DATASET CONTENT:
------------------------------------------------------------

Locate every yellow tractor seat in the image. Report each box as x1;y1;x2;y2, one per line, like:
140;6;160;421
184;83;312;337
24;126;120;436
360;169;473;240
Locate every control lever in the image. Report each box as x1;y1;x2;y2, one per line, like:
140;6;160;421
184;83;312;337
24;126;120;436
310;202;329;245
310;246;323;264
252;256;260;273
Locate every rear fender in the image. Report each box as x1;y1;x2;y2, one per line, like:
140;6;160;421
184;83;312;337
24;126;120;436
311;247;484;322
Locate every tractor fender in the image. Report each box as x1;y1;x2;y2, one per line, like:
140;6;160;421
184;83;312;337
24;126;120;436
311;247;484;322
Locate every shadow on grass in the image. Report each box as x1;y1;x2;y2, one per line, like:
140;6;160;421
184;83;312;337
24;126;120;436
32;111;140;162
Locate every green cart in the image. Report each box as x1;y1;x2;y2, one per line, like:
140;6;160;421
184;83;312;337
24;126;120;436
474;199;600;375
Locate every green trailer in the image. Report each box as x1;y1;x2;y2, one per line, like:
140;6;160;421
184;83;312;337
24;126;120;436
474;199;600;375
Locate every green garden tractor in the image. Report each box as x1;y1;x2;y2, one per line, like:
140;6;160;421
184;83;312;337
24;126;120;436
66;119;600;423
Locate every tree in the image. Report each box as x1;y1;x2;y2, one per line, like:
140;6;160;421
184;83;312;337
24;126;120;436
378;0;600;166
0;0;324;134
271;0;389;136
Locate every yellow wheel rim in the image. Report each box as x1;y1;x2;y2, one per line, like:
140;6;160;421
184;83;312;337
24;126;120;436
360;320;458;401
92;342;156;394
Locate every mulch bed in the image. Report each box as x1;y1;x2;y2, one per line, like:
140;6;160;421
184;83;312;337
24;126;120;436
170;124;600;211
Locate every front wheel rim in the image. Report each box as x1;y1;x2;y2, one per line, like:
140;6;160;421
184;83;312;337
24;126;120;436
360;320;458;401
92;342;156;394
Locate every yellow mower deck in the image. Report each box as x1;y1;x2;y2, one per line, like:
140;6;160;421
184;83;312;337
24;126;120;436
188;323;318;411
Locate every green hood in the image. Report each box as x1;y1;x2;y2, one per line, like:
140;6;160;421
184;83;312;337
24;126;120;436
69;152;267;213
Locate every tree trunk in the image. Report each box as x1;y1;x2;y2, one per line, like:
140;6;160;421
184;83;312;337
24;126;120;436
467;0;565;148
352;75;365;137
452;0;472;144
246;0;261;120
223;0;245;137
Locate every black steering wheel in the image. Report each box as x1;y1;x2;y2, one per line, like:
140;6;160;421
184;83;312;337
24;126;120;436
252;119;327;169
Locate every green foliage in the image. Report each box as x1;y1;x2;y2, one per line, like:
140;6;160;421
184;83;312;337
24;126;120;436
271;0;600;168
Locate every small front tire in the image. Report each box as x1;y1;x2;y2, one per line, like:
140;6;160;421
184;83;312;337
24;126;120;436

------------------------------------------------------------

PROBLEM DETAILS: Write out the whole listing above again, line for line, without changing anything.

SOLUTION TO THIS TASK:
Locate every yellow tractor seat in the image. Report each box as x1;y1;x2;y2, one per line, like:
140;6;160;421
184;83;312;337
24;126;120;436
360;169;473;240
Locate every control lever in the image. Report each box as x1;y1;x2;y2, one per line, like:
140;6;160;421
184;83;312;337
24;126;120;436
310;202;329;245
310;246;323;264
252;256;260;273
Locate every rear fender in the image. Report each box as x1;y1;x2;y2, one per line, like:
140;6;160;421
184;83;312;337
24;126;120;436
311;247;484;322
Locate every tractor fender in the image. Report each box as x1;y1;x2;y2, one per line, like:
140;6;160;421
184;83;312;337
24;126;120;436
311;247;484;322
Locate every shadow on grass in the image. Report each box as x1;y1;x2;y2, one per line, like:
140;6;160;421
184;83;312;337
24;126;120;436
32;111;140;162
Locate every green cart in the image. Report each box as x1;y1;x2;y2, one per line, like:
140;6;160;421
184;83;312;337
24;126;120;436
474;199;600;375
Locate every green trailer in the image. Report each box as x1;y1;x2;y2, one per line, like:
140;6;160;421
184;83;312;337
24;126;120;436
474;199;600;375
Locate every green garden tractor in the image. Report each box as x1;y1;x2;y2, one per line, like:
140;6;160;421
184;83;312;337
24;126;120;436
66;119;600;423
Locate every tree in the image. Report each box as x1;y1;x2;y2, one per line, like:
140;6;160;421
184;83;312;337
24;126;120;436
378;0;600;166
0;0;324;134
271;0;389;136
Locate every yellow wheel rim in the image. Report each box as x1;y1;x2;y2, one per line, like:
140;6;160;421
184;83;312;337
24;126;120;436
360;320;458;401
92;342;156;394
Locate every mulch bed in the image. Report each box as x1;y1;x2;y2, one per line, like:
140;6;160;421
184;83;312;337
24;126;120;436
170;124;600;211
Locate every front wheel rim in the image. Report each box as x1;y1;x2;y2, one per line, like:
140;6;160;421
184;83;312;337
24;126;120;436
360;320;458;401
92;342;156;394
Locate every yellow mower deck in the image. Report each box as x1;y1;x2;y2, one per line, like:
140;6;160;421
184;83;312;337
24;126;120;436
188;323;318;411
Locate every green hood in the image. Report each box as x1;y1;x2;y2, one per line, like:
140;6;160;421
184;83;312;337
24;126;120;436
69;152;267;213
Locate every tree trunk in the image. Report each box as x1;y1;x2;y2, one per line, like:
140;6;160;421
184;83;312;337
24;126;120;436
467;0;565;148
352;75;365;137
452;0;472;144
246;0;261;120
223;0;245;137
Locate every black steering wheel in the image. Report each box as x1;y1;x2;y2, one per line, like:
140;6;160;421
184;83;312;337
24;126;120;436
252;119;327;169
Locate every green foliage in the image. Report each box as x1;y1;x2;y2, one per line, like:
140;6;160;421
184;83;312;337
24;126;120;436
271;0;600;168
Locate every small front tire in the image. Report each box as x1;y1;x2;y2, one per line, like:
140;6;160;421
184;83;312;337
24;126;120;436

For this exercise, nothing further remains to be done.